** What is needed **
Begin with the line that holds "target: blue sky" and repeat each line after it exactly, ending with the last line of the listing.

** Dataset records **
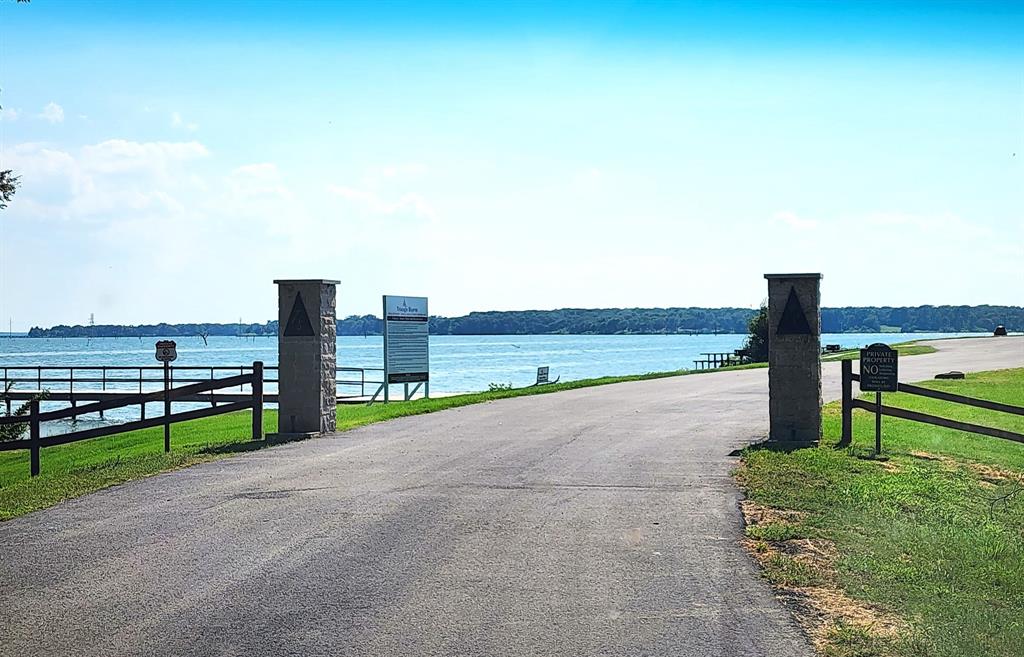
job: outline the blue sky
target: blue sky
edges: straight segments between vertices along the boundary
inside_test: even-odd
[[[0,1],[0,319],[1024,303],[1024,3]]]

** Result for this task **
target: blue sky
edges: straight segments between vertices along the boundary
inside_test: even-odd
[[[0,1],[0,319],[1024,303],[1024,3]]]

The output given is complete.